### Task set
1. From the observability introduction, return the passage starting with "What Is Telemetry?" and going on through "Traces, and Logs.", copied word for word.
2. Answer these questions from the observability introduction:
(a) What CPU usage level is given as an example of a predefined monitoring threshold?
(b) How long does the database query take in the example of a telemetry event?
(c) In which book were the Four Golden Signals introduced?

### Source text
_____
Introduction

Most engineers encounter observability only after something breaks.

You are deep in the zone on a new feature when an urgent incident gets escalated. The report from customer support is notoriously vague:

TEXT

"The website is slow."
"Checkout is failing."
"The API is timing out."
"The website is slow."
"Checkout is failing."
"The API is timing out."

The challenge in modern systems is rarely fixing the bug once you find it. The real headache is finding where the problem lives in the first place.

Modern applications are highly distributed. A single user action - like clicking “Place Order” - might travel through a frontend, a checkout service, a payment gateway, a database, a cache, and a third-party shipping API before returning a response. When a request slows down or fails, identifying the root cause across this massive web of dependencies is incredibly difficult.

Observability exists to solve this problem. It helps us answer one fundamental question:

What is actually happening inside my system right now?

Monitoring vs. Observability

Many engineers use these terms interchangeably, but they represent two different operational mindsets.

Monitoring focuses on known failure modes. It watches specific metrics and alerts you when predefined thresholds are crossed (e.g., CPU usage exceeds 90%, or the HTTP error rate hits 5%). It answers the question:

Did a known problem happen?

Observability goes further. It gives you the power to debug systems from the outside without deploying new code, helping you navigate unknown failure modes. It answers the question:

Why did this problem happen?

Monitoring tells you WHEN a system is struggling. Observability tells you WHY.

What Is Telemetry?

To observe a system, you need data. Telemetry is the operational data generated and emitted by software while it runs. It includes events like a request starting, a database query taking 120ms, or a payment gateway timing out.

Telemetry is the raw material of observability. Everything we infer about our application’s health comes directly from it. In modern architectures, engineers often evaluate system health using the Four Golden Signals and collect telemetry through three primary forms: Metrics, Traces, and Logs.

The Four Golden Signals

Introduced in Google’s Site Reliability Engineering (SRE) book, the Four Golden Signals are the most critical elements to measure for any user-facing service.
_____
### Information provided
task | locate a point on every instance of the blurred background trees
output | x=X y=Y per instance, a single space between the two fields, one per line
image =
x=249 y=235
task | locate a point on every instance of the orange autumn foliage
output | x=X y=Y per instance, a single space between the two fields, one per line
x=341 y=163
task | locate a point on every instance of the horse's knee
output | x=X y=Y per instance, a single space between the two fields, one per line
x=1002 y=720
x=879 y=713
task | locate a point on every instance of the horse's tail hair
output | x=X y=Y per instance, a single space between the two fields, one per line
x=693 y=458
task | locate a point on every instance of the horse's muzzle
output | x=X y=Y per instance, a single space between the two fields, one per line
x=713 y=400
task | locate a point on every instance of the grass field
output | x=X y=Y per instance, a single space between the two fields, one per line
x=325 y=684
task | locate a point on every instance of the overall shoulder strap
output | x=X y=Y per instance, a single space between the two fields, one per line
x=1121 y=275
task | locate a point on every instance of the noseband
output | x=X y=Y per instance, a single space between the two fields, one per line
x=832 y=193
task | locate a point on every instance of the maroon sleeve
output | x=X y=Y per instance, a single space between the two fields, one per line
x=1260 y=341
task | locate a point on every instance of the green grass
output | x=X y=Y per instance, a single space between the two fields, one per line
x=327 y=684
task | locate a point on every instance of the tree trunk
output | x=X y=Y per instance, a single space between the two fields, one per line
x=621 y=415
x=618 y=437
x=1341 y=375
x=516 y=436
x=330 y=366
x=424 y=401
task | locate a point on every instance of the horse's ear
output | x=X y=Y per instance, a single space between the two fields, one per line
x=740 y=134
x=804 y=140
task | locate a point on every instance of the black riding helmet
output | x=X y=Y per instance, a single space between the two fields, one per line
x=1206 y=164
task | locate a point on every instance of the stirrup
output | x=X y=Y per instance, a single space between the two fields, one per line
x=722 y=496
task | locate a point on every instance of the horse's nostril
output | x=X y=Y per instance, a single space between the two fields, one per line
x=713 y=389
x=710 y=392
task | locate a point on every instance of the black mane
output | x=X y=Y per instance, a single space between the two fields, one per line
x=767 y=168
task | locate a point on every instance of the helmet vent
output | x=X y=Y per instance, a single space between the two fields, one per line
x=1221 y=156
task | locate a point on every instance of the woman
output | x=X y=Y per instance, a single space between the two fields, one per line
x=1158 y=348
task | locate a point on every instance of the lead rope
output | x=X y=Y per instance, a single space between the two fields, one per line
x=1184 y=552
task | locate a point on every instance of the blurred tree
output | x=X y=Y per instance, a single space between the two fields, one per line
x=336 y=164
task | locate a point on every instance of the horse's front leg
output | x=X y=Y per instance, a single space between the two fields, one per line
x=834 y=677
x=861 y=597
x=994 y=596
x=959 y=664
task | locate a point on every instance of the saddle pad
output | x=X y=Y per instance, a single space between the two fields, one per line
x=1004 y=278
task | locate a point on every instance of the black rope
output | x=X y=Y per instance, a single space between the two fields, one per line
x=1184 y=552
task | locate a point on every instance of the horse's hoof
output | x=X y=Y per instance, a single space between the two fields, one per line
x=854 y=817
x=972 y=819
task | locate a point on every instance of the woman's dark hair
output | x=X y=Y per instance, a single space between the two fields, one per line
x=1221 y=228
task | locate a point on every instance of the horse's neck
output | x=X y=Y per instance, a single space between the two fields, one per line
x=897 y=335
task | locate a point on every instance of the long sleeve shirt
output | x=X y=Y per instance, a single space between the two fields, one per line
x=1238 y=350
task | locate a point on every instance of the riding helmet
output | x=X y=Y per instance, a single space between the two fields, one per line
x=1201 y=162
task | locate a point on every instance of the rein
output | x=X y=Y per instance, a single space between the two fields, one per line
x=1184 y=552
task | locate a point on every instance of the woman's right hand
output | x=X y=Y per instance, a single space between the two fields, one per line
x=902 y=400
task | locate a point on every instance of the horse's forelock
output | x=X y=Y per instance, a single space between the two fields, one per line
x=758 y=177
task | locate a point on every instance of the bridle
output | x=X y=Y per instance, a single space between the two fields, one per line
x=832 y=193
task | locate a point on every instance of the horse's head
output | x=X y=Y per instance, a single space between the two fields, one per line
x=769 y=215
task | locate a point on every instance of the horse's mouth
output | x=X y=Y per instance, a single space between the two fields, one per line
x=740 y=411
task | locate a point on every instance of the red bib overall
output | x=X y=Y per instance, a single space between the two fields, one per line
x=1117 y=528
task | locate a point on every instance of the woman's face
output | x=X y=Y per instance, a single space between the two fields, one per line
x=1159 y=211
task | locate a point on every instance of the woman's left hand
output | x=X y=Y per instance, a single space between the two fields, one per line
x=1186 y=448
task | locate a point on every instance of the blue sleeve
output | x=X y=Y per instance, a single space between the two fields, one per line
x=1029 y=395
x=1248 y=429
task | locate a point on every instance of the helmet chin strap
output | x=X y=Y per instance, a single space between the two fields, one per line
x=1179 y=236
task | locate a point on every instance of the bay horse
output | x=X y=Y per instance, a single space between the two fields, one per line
_____
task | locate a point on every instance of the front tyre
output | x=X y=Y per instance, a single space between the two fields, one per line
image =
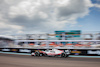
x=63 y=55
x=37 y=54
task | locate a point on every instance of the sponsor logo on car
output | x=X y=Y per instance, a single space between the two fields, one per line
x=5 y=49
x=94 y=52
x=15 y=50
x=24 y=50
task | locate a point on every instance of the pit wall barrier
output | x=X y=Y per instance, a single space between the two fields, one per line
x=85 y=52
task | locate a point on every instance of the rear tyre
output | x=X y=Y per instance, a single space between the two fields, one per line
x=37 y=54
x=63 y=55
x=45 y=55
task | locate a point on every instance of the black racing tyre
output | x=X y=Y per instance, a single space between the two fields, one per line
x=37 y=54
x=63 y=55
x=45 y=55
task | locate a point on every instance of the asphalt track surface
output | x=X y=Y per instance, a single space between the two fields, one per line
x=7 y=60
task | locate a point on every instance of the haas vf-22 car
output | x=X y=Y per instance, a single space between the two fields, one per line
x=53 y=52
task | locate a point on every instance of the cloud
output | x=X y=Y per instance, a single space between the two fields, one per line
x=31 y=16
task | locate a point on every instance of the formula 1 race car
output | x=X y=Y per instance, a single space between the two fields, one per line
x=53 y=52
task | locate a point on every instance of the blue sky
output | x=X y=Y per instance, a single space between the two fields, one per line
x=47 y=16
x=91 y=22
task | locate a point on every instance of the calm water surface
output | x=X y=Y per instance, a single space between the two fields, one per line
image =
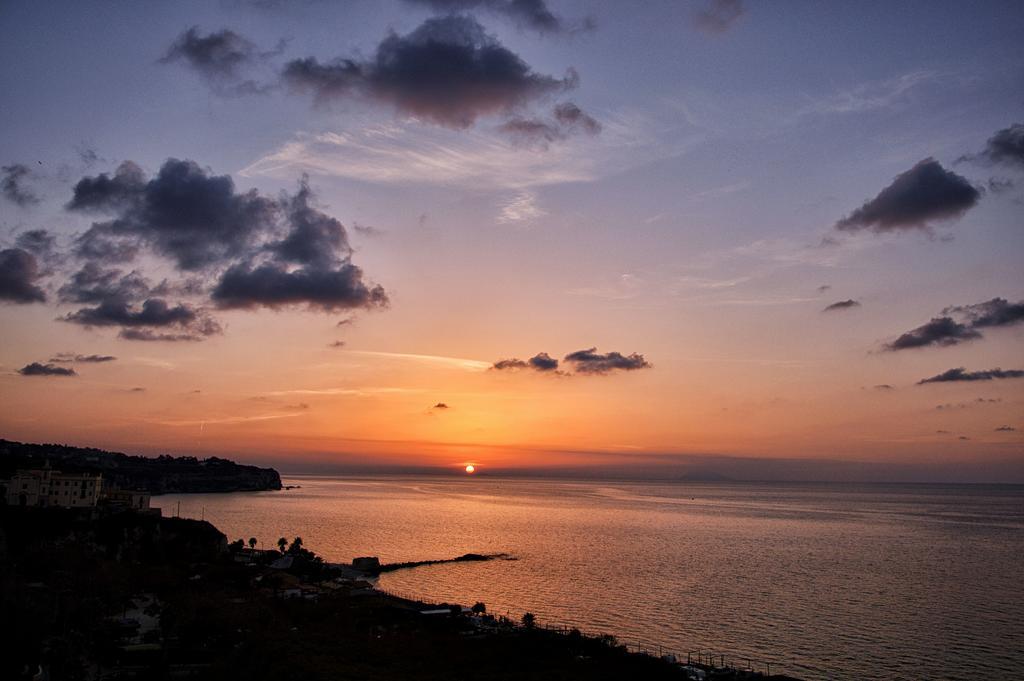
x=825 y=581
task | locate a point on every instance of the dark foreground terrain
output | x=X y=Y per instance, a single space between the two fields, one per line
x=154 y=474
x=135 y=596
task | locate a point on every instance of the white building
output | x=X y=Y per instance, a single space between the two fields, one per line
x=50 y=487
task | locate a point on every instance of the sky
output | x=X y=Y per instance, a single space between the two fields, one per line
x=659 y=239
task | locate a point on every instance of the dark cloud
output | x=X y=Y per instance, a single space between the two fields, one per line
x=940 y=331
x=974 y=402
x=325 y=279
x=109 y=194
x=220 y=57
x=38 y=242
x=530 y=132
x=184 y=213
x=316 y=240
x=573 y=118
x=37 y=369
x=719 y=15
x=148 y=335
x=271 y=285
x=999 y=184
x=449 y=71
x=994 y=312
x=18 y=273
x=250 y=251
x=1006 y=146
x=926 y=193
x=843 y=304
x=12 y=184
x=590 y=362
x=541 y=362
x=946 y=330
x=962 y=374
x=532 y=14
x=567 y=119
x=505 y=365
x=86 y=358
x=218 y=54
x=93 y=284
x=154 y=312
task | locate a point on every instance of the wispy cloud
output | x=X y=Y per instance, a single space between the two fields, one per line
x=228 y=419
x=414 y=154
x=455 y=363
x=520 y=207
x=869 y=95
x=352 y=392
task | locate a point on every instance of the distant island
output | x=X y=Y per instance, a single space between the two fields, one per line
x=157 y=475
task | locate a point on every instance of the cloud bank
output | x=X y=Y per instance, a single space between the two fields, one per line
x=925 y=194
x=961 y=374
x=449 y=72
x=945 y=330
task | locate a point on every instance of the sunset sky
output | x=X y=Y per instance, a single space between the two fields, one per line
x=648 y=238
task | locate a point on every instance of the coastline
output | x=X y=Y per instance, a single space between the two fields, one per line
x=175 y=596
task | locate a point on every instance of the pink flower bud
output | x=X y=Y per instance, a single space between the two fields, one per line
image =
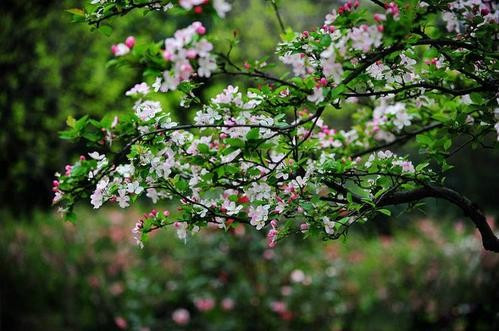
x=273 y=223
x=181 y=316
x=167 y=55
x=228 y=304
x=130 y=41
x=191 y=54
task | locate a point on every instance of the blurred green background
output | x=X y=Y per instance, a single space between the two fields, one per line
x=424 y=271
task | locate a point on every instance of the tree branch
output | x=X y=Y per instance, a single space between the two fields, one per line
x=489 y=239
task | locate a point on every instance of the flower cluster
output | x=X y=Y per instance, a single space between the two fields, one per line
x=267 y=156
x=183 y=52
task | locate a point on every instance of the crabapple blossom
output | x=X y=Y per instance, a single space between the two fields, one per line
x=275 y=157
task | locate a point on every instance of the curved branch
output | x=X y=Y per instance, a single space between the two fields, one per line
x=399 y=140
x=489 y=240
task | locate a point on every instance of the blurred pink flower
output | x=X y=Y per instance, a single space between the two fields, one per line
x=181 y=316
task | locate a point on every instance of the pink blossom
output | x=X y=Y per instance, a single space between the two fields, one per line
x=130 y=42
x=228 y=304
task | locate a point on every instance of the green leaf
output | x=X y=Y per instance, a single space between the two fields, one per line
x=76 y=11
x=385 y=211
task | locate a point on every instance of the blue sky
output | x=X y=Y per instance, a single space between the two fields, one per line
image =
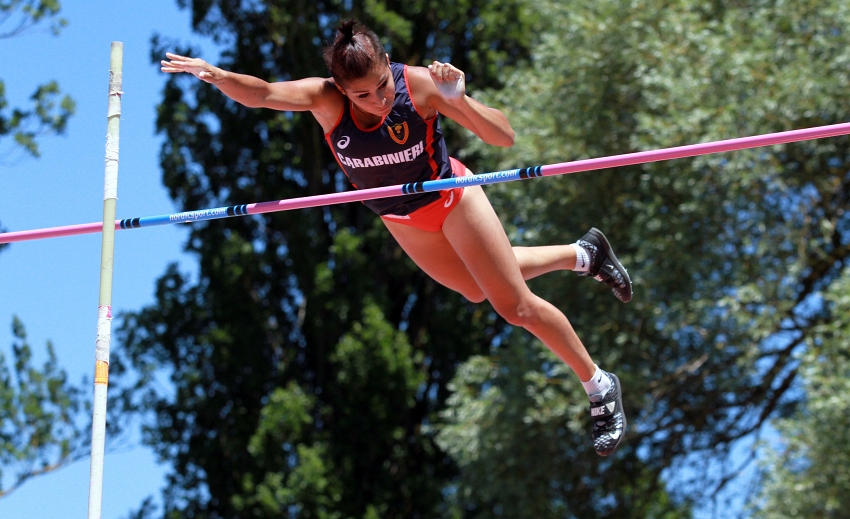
_____
### Final answers
1.
What Is Telemetry?

To observe a system, you need data. Telemetry is the operational data generated and emitted by software while it runs. It includes events like a request starting, a database query taking 120ms, or a payment gateway timing out.

Telemetry is the raw material of observability. Everything we infer about our application’s health comes directly from it. In modern architectures, engineers often evaluate system health using the Four Golden Signals and collect telemetry through three primary forms: Metrics, Traces, and Logs.

2.
(a) CPU usage exceeding 90%
(b) 120ms
(c) Google's Site Reliability Engineering (SRE) book